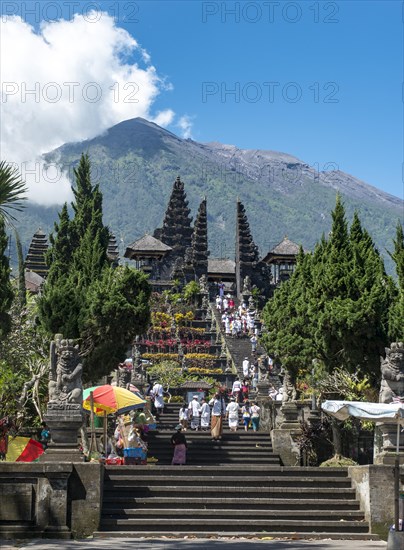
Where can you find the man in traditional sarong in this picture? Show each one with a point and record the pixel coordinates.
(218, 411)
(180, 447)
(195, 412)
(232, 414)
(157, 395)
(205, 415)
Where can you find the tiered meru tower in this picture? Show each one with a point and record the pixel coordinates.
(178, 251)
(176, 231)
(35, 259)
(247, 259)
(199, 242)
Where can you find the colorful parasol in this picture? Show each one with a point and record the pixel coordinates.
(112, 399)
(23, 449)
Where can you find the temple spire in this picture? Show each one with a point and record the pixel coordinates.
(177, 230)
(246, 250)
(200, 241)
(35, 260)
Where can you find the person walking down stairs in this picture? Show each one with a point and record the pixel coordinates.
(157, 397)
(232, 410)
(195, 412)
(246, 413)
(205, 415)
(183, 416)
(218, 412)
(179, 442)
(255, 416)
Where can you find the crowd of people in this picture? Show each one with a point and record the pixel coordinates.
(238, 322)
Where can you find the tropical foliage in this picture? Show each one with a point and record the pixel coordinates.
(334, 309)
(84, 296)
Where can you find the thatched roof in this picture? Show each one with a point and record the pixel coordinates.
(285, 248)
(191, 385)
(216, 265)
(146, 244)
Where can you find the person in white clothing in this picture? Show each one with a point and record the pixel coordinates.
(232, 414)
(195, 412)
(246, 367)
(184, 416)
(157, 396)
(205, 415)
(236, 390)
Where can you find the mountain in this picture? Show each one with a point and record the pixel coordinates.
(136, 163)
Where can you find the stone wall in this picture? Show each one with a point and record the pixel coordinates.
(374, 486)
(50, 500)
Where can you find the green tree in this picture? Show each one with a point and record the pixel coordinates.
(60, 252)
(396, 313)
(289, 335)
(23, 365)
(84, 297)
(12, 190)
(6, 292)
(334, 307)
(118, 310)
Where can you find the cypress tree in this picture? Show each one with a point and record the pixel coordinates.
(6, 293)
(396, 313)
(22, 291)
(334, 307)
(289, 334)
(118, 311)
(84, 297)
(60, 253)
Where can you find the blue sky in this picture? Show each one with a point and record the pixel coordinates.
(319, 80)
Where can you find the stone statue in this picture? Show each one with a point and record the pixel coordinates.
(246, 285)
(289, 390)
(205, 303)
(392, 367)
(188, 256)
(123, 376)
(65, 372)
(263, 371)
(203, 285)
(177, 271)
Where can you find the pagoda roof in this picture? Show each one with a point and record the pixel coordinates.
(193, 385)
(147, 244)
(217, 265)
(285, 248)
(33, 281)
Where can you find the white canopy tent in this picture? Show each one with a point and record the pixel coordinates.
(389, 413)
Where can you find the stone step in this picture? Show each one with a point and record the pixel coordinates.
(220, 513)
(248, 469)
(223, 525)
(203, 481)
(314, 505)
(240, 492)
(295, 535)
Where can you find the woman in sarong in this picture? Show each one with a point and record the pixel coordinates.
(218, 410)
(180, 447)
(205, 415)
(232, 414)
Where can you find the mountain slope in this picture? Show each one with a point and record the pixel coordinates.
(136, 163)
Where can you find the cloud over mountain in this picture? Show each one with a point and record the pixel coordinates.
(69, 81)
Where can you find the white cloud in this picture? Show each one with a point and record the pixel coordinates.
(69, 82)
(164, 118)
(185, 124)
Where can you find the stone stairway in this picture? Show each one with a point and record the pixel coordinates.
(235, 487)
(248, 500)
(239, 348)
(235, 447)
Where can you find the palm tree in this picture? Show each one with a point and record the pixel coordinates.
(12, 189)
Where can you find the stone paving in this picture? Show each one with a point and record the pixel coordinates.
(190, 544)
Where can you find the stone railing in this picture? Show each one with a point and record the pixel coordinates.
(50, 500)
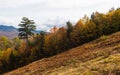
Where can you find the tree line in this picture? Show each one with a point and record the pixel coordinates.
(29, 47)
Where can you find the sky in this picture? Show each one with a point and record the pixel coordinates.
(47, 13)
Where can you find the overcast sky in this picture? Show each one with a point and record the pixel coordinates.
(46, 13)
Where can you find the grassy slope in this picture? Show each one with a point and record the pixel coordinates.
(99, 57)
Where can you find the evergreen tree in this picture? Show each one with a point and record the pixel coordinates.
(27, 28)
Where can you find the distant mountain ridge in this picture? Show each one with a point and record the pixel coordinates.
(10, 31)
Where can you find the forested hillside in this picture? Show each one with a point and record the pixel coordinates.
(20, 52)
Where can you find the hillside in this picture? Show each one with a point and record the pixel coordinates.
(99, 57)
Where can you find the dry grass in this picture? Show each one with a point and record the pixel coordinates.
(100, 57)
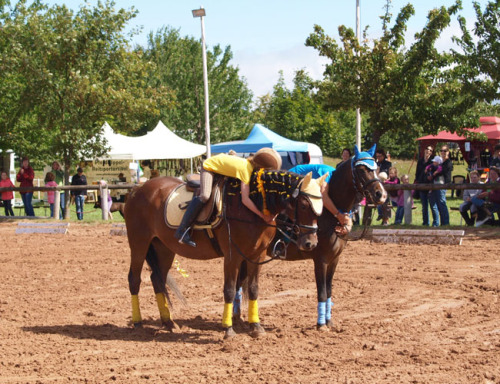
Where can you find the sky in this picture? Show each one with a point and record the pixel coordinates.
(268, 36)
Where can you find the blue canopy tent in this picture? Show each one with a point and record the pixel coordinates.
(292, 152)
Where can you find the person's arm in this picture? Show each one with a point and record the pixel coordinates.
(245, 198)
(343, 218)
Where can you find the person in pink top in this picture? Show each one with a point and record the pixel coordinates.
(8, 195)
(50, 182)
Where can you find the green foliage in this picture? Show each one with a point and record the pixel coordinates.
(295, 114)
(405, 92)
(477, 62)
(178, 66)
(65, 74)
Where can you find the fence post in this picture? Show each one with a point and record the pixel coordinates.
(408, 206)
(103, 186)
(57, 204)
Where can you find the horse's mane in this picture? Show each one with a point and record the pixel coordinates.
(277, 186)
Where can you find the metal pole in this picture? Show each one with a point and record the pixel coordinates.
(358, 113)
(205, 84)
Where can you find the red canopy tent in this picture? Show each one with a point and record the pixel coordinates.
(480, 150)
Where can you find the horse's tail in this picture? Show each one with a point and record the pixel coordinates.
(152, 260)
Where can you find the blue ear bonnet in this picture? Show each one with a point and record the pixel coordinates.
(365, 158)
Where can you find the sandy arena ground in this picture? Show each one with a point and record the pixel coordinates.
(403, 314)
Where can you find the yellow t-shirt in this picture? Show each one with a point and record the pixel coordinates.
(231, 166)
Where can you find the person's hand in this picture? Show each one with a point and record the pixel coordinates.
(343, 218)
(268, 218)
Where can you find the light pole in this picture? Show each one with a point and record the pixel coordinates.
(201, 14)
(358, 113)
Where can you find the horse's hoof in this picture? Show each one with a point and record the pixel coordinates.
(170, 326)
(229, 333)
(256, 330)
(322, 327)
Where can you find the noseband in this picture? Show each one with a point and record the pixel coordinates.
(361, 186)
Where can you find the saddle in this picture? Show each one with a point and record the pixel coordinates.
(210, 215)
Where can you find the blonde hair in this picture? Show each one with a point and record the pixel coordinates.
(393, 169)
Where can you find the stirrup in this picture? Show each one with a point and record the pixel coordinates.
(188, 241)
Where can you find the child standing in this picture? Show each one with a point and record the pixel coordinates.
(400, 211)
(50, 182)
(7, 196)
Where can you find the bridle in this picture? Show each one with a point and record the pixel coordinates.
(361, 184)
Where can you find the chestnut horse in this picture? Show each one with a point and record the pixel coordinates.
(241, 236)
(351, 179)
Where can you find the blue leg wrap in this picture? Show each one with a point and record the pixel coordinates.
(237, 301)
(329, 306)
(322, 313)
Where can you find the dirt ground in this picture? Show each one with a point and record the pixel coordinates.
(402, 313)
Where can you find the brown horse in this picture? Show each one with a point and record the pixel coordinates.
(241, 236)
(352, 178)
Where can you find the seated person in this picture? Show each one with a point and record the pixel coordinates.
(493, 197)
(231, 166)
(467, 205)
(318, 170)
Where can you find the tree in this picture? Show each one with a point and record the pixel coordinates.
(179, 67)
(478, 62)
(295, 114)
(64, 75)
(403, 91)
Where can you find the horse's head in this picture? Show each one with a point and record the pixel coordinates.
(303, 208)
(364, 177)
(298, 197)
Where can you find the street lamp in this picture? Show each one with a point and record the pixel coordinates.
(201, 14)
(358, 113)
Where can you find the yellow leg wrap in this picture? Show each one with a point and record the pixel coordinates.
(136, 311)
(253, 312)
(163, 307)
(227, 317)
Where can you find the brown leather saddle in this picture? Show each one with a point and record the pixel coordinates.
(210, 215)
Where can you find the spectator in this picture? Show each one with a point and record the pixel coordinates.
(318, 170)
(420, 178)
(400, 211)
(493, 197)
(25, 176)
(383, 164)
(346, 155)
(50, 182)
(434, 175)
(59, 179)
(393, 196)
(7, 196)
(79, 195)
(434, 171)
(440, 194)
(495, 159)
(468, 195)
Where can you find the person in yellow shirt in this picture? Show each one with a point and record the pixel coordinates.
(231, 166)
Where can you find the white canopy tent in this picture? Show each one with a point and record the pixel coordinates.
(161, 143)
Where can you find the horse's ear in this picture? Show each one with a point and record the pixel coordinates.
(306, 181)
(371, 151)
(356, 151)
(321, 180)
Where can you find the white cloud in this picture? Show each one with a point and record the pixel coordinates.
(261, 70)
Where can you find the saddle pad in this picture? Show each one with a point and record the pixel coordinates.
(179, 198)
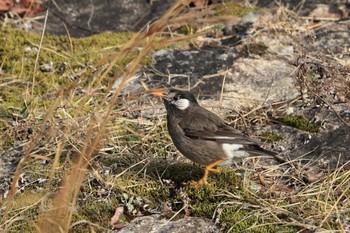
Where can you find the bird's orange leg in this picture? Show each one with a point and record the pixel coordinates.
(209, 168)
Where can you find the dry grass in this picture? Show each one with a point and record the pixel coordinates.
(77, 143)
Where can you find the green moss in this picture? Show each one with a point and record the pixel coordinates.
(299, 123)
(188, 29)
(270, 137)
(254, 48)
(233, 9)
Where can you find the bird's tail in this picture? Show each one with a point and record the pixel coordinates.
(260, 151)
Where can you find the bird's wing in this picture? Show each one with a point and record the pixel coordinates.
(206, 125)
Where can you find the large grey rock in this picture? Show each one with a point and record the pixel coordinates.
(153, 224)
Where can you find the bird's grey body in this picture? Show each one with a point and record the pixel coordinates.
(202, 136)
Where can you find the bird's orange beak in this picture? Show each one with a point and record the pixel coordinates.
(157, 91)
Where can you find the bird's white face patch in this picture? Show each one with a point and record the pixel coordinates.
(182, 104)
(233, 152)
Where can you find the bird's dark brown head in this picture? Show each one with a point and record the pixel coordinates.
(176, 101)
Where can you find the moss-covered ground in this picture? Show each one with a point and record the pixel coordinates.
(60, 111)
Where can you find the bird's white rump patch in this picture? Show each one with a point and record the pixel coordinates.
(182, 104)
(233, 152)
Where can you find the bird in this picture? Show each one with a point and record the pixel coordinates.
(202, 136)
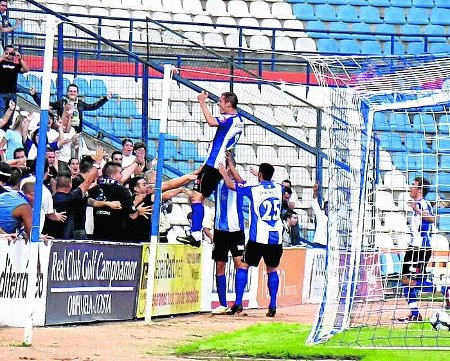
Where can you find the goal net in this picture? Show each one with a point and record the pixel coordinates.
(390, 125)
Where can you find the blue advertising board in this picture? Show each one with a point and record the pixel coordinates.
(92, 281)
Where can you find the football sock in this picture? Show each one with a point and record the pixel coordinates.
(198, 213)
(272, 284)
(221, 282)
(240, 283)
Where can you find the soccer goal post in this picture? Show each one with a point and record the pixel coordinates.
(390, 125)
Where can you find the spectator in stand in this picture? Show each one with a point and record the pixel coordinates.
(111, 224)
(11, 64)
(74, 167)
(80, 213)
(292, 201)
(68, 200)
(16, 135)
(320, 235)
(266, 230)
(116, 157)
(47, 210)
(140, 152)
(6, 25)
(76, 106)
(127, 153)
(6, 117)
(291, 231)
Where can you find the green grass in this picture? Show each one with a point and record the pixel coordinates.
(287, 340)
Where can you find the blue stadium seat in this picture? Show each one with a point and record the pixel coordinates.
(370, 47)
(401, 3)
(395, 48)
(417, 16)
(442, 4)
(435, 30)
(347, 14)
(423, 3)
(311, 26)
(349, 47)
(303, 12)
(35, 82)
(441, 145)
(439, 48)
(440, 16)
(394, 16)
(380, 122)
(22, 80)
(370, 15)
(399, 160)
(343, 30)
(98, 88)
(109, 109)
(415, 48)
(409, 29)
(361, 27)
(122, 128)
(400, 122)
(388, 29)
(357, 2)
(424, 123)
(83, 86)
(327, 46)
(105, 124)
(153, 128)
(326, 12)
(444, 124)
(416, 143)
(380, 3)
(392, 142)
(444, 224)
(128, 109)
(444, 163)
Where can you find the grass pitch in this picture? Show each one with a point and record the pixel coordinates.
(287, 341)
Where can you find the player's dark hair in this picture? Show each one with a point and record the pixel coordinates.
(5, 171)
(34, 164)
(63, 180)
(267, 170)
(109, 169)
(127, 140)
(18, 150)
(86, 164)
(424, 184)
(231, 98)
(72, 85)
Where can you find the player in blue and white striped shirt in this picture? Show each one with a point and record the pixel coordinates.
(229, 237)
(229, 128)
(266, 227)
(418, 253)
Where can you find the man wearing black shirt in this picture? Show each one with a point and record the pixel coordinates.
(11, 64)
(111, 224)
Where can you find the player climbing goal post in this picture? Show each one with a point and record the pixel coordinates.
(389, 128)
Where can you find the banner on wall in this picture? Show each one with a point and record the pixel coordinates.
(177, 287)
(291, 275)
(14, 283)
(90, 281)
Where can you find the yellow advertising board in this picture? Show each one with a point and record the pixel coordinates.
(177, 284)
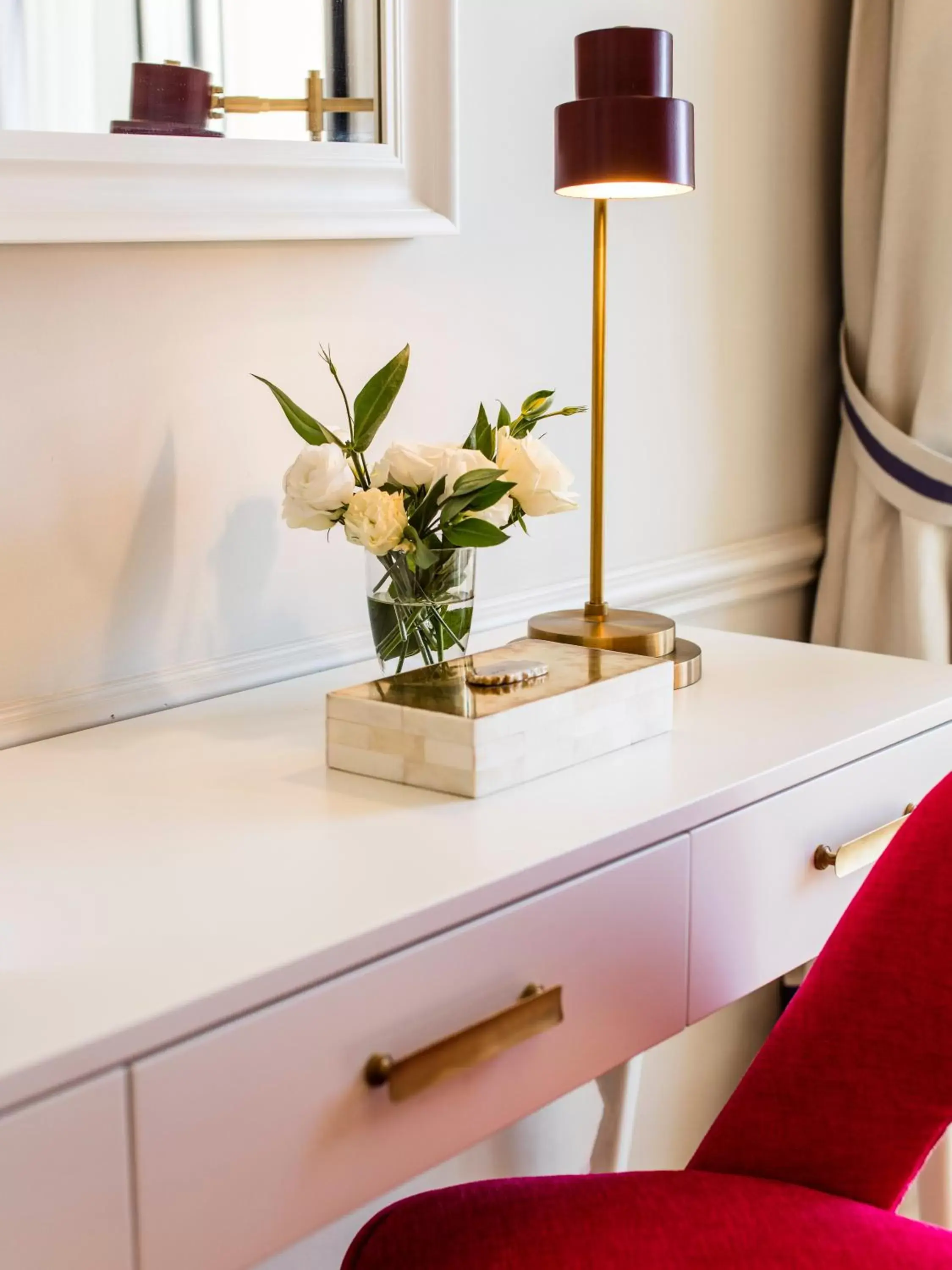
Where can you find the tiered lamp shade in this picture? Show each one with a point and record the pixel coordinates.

★ ★ ★ ★ ★

▶ _WHAT THIS TASK INVOLVES_
In the stretch from the line containing "Where can you find the yellow advertising" through the end of the lines, switch "record" to "note" and give those lines again with nothing else changed. Leave the pictures out.

▶ _WORKED SOLUTION_
Where can you find the yellow advertising board in this picture? Show each one with a point and note the pixel coordinates.
(177, 284)
Where can you find the tiered lamp shade in this picture? Show each one with a point and note the pixel coordinates.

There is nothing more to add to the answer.